WORK INSTRUCTIONS ▸
Write out only the tail of the records, beginning at the line containing "of the snowboarder" and including the last line, exactly as written.

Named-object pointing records
——
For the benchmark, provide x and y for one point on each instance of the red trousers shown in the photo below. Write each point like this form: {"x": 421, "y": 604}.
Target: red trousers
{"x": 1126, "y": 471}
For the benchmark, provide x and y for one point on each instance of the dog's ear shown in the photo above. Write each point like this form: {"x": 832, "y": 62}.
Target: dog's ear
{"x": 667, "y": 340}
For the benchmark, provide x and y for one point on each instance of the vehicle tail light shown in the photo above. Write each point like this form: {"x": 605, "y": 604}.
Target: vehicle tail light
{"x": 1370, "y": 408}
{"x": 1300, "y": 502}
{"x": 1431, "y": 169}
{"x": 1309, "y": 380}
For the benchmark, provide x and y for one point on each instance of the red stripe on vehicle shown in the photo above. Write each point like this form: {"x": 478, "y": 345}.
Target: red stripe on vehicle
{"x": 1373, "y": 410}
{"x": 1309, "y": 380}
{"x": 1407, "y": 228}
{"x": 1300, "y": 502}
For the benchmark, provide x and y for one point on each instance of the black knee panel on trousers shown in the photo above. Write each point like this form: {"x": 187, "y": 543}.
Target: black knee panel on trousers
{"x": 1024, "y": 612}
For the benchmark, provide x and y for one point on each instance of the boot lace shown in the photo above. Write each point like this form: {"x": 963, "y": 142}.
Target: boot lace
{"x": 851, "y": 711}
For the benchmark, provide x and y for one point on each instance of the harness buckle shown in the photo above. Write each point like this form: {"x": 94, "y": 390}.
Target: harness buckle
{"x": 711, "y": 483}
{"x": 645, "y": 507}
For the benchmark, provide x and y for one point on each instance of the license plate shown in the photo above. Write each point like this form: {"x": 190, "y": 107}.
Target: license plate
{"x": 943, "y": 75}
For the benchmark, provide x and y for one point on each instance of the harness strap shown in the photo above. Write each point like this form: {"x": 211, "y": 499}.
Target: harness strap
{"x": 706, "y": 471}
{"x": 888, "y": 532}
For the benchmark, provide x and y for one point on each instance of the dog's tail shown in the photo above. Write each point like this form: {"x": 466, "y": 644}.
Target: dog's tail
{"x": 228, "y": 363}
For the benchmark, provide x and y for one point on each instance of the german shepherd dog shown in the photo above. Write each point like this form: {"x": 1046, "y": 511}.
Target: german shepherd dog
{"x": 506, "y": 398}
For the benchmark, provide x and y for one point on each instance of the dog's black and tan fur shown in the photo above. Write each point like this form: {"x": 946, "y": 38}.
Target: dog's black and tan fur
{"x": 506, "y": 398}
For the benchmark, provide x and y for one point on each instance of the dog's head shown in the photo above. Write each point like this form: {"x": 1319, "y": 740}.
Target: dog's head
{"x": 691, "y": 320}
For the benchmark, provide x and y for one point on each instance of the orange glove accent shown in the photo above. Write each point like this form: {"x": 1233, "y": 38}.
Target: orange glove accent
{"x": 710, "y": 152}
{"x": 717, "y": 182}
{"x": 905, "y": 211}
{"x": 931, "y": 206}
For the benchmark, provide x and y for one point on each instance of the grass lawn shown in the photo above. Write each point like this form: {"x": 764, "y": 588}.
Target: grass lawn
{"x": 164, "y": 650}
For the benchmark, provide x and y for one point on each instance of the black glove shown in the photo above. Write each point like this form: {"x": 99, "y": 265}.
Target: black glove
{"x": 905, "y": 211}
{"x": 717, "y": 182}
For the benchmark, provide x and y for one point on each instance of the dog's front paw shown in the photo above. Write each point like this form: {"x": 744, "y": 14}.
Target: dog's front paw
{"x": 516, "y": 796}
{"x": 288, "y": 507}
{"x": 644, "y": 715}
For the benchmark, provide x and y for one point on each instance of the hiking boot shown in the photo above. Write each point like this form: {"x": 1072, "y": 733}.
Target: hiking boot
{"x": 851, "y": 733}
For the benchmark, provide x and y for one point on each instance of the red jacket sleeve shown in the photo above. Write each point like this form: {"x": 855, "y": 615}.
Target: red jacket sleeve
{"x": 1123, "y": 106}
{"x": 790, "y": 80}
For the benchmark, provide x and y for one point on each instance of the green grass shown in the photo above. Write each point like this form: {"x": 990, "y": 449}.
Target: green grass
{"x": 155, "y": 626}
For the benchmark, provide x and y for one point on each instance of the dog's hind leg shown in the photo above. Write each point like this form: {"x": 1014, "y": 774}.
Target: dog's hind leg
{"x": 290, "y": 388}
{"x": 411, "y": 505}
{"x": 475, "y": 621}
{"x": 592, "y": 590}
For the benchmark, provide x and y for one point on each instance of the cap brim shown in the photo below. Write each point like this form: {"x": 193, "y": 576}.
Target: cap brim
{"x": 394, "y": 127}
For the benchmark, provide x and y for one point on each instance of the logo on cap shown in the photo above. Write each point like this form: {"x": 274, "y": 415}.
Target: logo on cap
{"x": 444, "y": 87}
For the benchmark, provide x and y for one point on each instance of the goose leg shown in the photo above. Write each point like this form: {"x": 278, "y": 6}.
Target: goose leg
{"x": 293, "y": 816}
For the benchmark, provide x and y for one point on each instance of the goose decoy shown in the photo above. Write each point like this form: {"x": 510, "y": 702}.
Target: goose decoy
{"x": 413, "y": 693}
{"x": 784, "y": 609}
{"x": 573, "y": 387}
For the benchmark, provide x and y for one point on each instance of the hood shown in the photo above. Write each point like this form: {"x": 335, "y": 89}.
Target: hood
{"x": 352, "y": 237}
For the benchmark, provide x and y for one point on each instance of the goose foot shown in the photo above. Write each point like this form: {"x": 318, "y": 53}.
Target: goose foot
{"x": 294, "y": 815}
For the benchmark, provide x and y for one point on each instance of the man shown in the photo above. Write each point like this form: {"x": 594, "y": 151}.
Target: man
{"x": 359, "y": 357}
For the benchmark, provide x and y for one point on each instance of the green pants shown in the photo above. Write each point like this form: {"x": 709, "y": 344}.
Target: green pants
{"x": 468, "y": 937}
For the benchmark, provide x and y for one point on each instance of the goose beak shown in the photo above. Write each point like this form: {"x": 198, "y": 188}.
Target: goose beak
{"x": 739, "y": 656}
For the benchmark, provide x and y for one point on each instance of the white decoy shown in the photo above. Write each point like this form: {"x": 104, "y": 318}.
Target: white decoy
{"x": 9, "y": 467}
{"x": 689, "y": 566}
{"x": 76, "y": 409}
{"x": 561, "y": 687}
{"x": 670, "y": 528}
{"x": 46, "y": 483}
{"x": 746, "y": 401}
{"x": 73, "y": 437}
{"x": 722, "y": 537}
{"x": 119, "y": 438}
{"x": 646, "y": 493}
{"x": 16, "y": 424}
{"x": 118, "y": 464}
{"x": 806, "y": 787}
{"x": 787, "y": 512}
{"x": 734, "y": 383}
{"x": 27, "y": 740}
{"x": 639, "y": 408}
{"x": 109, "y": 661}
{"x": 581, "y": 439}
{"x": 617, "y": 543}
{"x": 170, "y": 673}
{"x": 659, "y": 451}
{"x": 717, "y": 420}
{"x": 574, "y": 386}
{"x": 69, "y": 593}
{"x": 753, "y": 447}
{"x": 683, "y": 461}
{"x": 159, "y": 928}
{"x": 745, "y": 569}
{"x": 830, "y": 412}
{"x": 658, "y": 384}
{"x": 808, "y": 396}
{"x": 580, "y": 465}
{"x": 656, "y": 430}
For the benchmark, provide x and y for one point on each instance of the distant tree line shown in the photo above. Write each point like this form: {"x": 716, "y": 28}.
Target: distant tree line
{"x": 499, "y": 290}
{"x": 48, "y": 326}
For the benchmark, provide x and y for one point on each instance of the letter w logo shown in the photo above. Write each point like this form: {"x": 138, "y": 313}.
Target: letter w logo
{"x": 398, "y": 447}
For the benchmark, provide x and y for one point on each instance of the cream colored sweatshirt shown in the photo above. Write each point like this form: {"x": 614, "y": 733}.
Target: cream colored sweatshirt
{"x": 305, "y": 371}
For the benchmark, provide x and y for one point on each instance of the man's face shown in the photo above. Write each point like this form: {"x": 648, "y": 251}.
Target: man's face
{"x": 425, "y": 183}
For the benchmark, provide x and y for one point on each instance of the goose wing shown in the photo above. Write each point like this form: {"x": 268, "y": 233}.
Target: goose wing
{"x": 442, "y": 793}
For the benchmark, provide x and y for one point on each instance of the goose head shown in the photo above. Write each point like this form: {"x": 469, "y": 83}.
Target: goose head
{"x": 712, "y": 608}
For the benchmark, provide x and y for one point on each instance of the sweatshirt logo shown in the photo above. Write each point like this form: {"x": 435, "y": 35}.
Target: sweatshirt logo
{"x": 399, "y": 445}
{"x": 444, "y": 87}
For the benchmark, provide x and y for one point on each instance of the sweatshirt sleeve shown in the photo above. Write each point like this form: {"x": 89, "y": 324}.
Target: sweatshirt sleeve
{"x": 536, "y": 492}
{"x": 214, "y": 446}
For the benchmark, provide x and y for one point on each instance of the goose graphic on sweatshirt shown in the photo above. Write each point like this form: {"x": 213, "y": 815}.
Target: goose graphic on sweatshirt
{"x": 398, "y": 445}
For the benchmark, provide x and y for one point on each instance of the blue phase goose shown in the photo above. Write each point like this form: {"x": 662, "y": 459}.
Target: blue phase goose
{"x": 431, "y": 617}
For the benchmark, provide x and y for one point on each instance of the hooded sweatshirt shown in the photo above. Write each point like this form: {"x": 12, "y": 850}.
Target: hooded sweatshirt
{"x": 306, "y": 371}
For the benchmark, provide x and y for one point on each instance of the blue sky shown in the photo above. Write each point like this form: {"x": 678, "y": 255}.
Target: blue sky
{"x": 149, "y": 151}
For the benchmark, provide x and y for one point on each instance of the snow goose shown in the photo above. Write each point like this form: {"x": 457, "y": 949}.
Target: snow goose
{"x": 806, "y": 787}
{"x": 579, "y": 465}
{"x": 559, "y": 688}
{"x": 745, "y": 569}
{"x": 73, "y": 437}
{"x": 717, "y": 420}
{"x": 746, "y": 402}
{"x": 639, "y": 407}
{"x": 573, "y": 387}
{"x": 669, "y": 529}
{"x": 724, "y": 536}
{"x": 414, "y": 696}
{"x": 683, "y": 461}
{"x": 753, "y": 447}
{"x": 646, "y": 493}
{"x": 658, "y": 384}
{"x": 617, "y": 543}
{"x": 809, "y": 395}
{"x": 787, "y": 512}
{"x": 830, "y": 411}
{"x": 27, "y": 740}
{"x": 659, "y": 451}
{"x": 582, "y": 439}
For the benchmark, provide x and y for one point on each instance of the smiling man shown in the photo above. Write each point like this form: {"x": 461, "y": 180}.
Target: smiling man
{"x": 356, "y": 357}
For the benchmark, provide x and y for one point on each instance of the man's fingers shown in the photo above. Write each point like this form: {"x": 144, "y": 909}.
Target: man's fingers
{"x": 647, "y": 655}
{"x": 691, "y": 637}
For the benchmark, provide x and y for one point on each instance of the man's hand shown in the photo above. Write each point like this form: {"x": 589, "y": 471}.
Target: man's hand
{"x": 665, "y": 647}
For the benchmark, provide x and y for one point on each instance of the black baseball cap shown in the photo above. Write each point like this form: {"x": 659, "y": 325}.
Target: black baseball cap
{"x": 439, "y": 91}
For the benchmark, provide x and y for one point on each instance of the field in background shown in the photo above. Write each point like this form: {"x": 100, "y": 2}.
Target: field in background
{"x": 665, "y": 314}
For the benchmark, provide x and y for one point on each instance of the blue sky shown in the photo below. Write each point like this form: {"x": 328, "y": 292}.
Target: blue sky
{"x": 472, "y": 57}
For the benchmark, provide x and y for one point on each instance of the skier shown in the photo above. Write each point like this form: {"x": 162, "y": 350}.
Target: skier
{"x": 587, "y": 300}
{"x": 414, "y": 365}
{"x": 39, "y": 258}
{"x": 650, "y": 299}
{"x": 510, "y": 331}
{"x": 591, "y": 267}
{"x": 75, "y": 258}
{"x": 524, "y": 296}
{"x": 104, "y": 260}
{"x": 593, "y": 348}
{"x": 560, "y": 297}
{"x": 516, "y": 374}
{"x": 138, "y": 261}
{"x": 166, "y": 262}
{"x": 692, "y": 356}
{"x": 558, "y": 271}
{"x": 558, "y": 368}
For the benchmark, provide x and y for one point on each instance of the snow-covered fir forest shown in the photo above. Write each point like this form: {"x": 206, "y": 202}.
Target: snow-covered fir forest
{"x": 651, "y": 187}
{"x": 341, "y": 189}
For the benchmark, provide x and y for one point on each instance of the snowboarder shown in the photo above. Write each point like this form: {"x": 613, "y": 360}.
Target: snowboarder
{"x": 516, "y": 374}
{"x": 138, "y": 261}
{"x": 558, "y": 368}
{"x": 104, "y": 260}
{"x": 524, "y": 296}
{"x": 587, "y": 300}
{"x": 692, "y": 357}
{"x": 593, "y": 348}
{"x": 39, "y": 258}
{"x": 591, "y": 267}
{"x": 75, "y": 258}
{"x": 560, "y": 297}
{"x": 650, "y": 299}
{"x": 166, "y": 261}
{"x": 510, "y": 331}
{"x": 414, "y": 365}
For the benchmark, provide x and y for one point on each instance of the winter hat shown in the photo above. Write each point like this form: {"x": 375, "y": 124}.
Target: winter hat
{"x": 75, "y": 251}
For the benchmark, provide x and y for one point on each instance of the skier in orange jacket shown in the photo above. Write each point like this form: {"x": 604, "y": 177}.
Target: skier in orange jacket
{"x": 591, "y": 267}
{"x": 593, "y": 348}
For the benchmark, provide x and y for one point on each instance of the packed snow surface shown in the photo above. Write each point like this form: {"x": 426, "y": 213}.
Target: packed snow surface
——
WORKED ANSWER ▸
For the benchmark, provide x and y for one point on each instance of the snowboarder shown in the photo above. Write each point like this form: {"x": 613, "y": 360}.
Target: snowboarder
{"x": 516, "y": 374}
{"x": 138, "y": 261}
{"x": 558, "y": 368}
{"x": 104, "y": 260}
{"x": 524, "y": 296}
{"x": 587, "y": 300}
{"x": 692, "y": 357}
{"x": 593, "y": 348}
{"x": 39, "y": 258}
{"x": 591, "y": 267}
{"x": 75, "y": 258}
{"x": 560, "y": 297}
{"x": 650, "y": 299}
{"x": 166, "y": 261}
{"x": 510, "y": 331}
{"x": 414, "y": 365}
For the benchmark, provide x and y for one point on each instance of the winter hat shown in the photo above. Write each point like this form: {"x": 375, "y": 124}.
Target: winter hat
{"x": 75, "y": 251}
For the benchmark, provide x and y for one point on each instance of the skier in orange jacket shown in the photo above. Write each point like this form: {"x": 604, "y": 177}.
Target: skier in orange jacket
{"x": 591, "y": 267}
{"x": 593, "y": 348}
For the benchmark, provide x and y for one point on each instance of the packed snow surface shown in the photo above. Write each point like this form: {"x": 426, "y": 213}.
Target: packed snow surface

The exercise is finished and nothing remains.